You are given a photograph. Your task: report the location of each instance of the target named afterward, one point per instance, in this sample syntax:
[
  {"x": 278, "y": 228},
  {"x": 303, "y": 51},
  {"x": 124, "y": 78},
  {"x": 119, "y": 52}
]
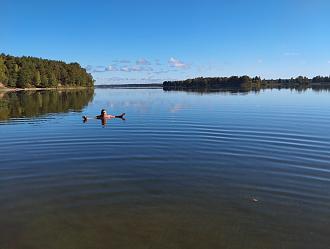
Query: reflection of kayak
[{"x": 85, "y": 118}]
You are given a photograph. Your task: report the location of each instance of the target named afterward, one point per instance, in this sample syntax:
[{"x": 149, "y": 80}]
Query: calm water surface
[{"x": 184, "y": 170}]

+ + + + +

* _BRIEF_:
Format the lines above as a numbered list, skipping any blank lines and leaving the pictures out.

* _FINISHED TASK_:
1. You are given a photograph. Your task: report the location of each instance of the target named afterward, one point per instance, in this sample syntax:
2. [
3.   {"x": 278, "y": 228},
4.   {"x": 303, "y": 51},
5.   {"x": 124, "y": 78},
6.   {"x": 119, "y": 52}
7. ]
8. Query: reflection of kayak
9. [{"x": 85, "y": 118}]
10. You are given a photograph. Your task: report the location of each instance of the target named afterward, one point per instance, in this sample syntax:
11. [{"x": 149, "y": 80}]
12. Query: calm water surface
13. [{"x": 184, "y": 170}]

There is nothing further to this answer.